§ Work required:
Reproduce every one of the records below word for word, keeping each line unchanged.

Excerpts from a location annotation dataset:
^^^^^^^^^^^^^^^^

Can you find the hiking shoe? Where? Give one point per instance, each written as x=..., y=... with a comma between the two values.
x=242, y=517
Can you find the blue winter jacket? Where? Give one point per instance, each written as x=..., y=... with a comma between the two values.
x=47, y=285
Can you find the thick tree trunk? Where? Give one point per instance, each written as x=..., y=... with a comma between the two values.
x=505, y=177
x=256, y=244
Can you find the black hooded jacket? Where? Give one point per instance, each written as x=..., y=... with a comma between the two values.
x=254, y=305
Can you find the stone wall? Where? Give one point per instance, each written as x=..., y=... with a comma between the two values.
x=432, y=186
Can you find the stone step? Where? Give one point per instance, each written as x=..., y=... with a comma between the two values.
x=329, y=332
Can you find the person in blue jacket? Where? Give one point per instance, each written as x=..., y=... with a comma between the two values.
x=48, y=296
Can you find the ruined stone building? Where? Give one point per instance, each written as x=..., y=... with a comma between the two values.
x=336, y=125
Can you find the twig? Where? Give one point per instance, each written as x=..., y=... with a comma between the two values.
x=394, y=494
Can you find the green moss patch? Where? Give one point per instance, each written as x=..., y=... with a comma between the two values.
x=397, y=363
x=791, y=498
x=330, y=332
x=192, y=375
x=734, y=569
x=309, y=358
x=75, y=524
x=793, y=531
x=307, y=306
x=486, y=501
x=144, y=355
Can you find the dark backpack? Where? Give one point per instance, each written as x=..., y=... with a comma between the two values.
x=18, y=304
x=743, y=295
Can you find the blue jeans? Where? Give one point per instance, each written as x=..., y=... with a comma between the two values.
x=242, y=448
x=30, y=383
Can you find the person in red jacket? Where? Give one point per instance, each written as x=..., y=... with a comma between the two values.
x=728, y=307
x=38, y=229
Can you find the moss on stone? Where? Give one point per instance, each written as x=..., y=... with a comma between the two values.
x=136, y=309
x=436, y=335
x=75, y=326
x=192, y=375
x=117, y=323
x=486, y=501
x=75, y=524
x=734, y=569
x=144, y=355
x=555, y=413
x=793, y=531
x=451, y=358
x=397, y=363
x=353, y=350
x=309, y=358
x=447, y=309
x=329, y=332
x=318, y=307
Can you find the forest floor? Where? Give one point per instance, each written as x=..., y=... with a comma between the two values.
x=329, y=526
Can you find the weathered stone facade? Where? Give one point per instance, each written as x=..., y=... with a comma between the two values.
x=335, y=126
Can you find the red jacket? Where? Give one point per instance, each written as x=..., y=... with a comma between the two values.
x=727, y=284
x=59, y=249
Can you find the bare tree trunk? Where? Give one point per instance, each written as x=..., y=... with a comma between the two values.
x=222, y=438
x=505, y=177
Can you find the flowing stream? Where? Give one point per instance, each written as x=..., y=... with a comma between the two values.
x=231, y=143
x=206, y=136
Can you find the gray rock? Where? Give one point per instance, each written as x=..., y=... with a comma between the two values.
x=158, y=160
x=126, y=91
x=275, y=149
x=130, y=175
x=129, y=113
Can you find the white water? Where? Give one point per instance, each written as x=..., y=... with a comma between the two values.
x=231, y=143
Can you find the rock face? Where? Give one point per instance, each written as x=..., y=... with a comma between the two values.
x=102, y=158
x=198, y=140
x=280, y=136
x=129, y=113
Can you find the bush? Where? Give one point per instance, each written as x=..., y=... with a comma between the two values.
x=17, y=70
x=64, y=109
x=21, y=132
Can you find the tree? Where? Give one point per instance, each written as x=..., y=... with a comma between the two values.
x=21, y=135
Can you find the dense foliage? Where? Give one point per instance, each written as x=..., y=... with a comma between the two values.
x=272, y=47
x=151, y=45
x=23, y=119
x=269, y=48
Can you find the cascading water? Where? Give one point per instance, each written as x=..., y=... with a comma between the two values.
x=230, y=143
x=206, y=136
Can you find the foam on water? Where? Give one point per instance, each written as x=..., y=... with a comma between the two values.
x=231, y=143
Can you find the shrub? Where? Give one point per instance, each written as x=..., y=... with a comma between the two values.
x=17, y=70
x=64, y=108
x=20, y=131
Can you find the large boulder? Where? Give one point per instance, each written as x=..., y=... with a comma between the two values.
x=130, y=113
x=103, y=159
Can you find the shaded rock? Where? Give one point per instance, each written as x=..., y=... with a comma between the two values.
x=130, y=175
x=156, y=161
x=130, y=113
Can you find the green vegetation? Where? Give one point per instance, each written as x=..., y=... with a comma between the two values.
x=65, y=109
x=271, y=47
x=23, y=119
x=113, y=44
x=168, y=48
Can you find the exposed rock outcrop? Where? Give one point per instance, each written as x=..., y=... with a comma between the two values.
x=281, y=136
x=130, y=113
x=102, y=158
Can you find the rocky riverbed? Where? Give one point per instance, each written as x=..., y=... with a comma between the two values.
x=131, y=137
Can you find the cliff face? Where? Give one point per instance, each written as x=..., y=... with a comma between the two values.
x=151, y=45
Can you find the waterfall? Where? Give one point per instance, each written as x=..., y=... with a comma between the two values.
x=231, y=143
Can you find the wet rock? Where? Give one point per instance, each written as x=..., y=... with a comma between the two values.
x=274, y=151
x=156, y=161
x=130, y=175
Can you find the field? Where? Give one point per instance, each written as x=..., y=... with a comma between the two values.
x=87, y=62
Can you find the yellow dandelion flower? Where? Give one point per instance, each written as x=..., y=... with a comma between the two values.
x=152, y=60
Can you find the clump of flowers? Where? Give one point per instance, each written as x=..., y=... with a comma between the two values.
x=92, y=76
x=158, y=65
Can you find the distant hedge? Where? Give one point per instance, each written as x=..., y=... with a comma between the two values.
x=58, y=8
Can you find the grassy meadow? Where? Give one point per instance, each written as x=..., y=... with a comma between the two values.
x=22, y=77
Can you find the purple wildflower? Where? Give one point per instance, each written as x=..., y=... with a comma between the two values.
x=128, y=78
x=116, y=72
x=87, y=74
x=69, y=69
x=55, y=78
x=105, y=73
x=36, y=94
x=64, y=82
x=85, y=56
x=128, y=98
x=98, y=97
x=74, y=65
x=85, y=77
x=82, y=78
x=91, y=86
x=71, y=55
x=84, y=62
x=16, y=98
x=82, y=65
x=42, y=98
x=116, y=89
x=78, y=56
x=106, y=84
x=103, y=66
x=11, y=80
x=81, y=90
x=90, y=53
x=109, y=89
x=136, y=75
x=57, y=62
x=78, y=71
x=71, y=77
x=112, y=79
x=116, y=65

^^^^^^^^^^^^^^^^

§ Full answer:
Can you find the hiking shoe? Where? Give one point per instance, each written as x=..., y=... with a comma between the two values.
x=242, y=517
Can you find the blue winter jacket? Where? Give one point per instance, each written as x=..., y=... with a comma between the two values.
x=47, y=285
Can you find the thick tree trunk? Where? Give one point per instance, each written as x=..., y=... with a comma between the two values.
x=505, y=177
x=256, y=244
Can you find the black hooded jacket? Where? Give one point per instance, each written as x=..., y=... with a comma between the two values.
x=254, y=305
Can you find the stone wall? Where? Give one point per instance, each written as x=..., y=... with a comma between the two values.
x=432, y=186
Can you find the stone step? Where? Give one point per instance, each written as x=..., y=... with a comma between the two values.
x=329, y=332
Can you find the person in blue jacket? Where? Give one point per instance, each written as x=..., y=... with a comma between the two values.
x=48, y=296
Can you find the ruined stone building? Where? Give one point per instance, each written as x=..., y=... with a comma between the two values.
x=336, y=125
Can you find the twig? Where? Give one point per instance, each written as x=..., y=... with a comma between the two values.
x=394, y=494
Can you find the green moss patch? Where? Give one point per instance, each written as x=..., y=... with a comma between the two values.
x=397, y=363
x=791, y=498
x=330, y=332
x=192, y=375
x=734, y=569
x=309, y=358
x=75, y=524
x=793, y=531
x=307, y=306
x=486, y=501
x=144, y=355
Can you find the dark backpack? Where? Give one point per instance, each written as x=..., y=... with a comma between the two values.
x=18, y=304
x=743, y=295
Can you find the blue jeans? Where? Give one point per instance, each written as x=..., y=... with a comma between the two values.
x=242, y=448
x=30, y=383
Can you find the person in red jacket? Where? Give one point per instance, each written as x=..., y=... with a comma between the two values.
x=728, y=307
x=38, y=229
Can you find the moss on stone? Where? Give one point per instance, each written as x=..., y=... with a comma between the two values.
x=136, y=309
x=436, y=335
x=75, y=326
x=192, y=375
x=117, y=323
x=486, y=501
x=75, y=524
x=734, y=569
x=144, y=355
x=555, y=413
x=793, y=531
x=451, y=358
x=397, y=363
x=353, y=350
x=309, y=358
x=447, y=309
x=329, y=332
x=318, y=307
Can you find the forest floor? Where? Give one point per instance, each written as x=..., y=... with a comma between the two values.
x=329, y=526
Can you find the weathered stone facade? Where? Give one point per instance, each written as x=..., y=... with a comma between the two values.
x=335, y=126
Can you find the red jacket? Where? Give one point per instance, each written as x=..., y=... with a comma between the two values.
x=727, y=284
x=59, y=249
Can you find the bare tree trunk? Where? Give one point per instance, each written as x=..., y=... with a comma between the two values.
x=222, y=438
x=505, y=177
Can you find the flowing stream? Where? Give one point per instance, each written as x=..., y=... with a comma between the two values.
x=231, y=143
x=206, y=136
Can you find the gray rock? Where? Give one point per instance, each written as x=..., y=... with a comma between the two values.
x=158, y=160
x=126, y=91
x=275, y=149
x=130, y=175
x=129, y=113
Can you find the white water? Where? Give one point per instance, each written as x=..., y=... with a comma between the two values.
x=231, y=143
Can you find the rock face? Where? Give one point per instance, each written as x=..., y=... with a comma between the two values.
x=102, y=158
x=198, y=140
x=280, y=136
x=129, y=113
Can you find the bush? Where? Give one point per instance, each written as x=..., y=... with a comma between the two values.
x=17, y=70
x=64, y=109
x=21, y=132
Can you find the tree? Where? Give one point per instance, each written as x=..., y=... with a comma between the two values.
x=21, y=135
Can you find the dense foliage? Where? Give one point per instance, each written as x=..., y=... with a comma between the two values.
x=272, y=47
x=151, y=45
x=23, y=119
x=269, y=48
Can you find the cascading water? Where? Give one point per instance, each written as x=..., y=... with a comma between the two values.
x=230, y=143
x=206, y=136
Can you find the foam on water? Where? Give one point per instance, each written as x=..., y=... with a comma between the two values.
x=231, y=143
Can you find the shrub? Where? Give one point per instance, each written as x=..., y=... with a comma between the two values.
x=17, y=70
x=64, y=108
x=20, y=131
Can you find the large boulder? Where? Give one point per instance, each written as x=..., y=... with a comma between the two values.
x=130, y=113
x=103, y=159
Can you find the shaded rock? Where? Give one point per instance, each written as x=..., y=... with a comma between the two values.
x=130, y=175
x=156, y=161
x=130, y=113
Can you find the green vegetation? Where? Give one point per instance, each written as x=..., y=... with a comma between the two values.
x=65, y=109
x=271, y=47
x=23, y=119
x=113, y=44
x=168, y=48
Can you find the exposed rock outcrop? Where? Give one point per instance, each written as x=..., y=... with a comma between the two values.
x=281, y=136
x=130, y=113
x=102, y=158
Can you find the rocky riverbed? Where? Give one point per instance, each written as x=..., y=... with a comma between the two values.
x=131, y=137
Can you find the cliff face? Where? Give one point per instance, each written as x=..., y=... with a comma between the two values.
x=151, y=45
Can you find the waterfall? Where? Give one point per instance, each written as x=..., y=... with a comma between the two values.
x=231, y=143
Can you find the wet rock? Where? Give one point per instance, each written as x=..., y=... with a comma between the two values.
x=274, y=151
x=156, y=161
x=130, y=175
Can you find the field? Where? Give one point per instance, each written as x=..., y=... with a comma between the two values.
x=87, y=62
Can you find the yellow dandelion flower? Where? Give one point per instance, each written as x=..., y=... with a comma between the two values.
x=152, y=60
Can you find the clump of flowers? Where? Give one point per instance, each written as x=..., y=... with a comma between the two values.
x=92, y=76
x=158, y=65
Can you find the distant hedge? Where? Give one point per instance, each written as x=..., y=... with a comma between the two values.
x=58, y=8
Can you find the grassy meadow? Where? Give one point per instance, each written as x=..., y=... with a comma between the two values.
x=22, y=77
Can you find the purple wildflower? Where? Give one point per instance, each written as x=..., y=... with a comma between the two values.
x=128, y=78
x=116, y=72
x=87, y=74
x=69, y=69
x=55, y=78
x=105, y=73
x=36, y=94
x=64, y=82
x=85, y=56
x=128, y=98
x=98, y=97
x=74, y=65
x=85, y=77
x=82, y=78
x=91, y=86
x=71, y=55
x=84, y=62
x=16, y=98
x=82, y=65
x=42, y=98
x=116, y=89
x=78, y=56
x=106, y=84
x=103, y=66
x=11, y=80
x=81, y=90
x=90, y=53
x=109, y=89
x=136, y=75
x=57, y=62
x=78, y=71
x=71, y=77
x=112, y=79
x=116, y=65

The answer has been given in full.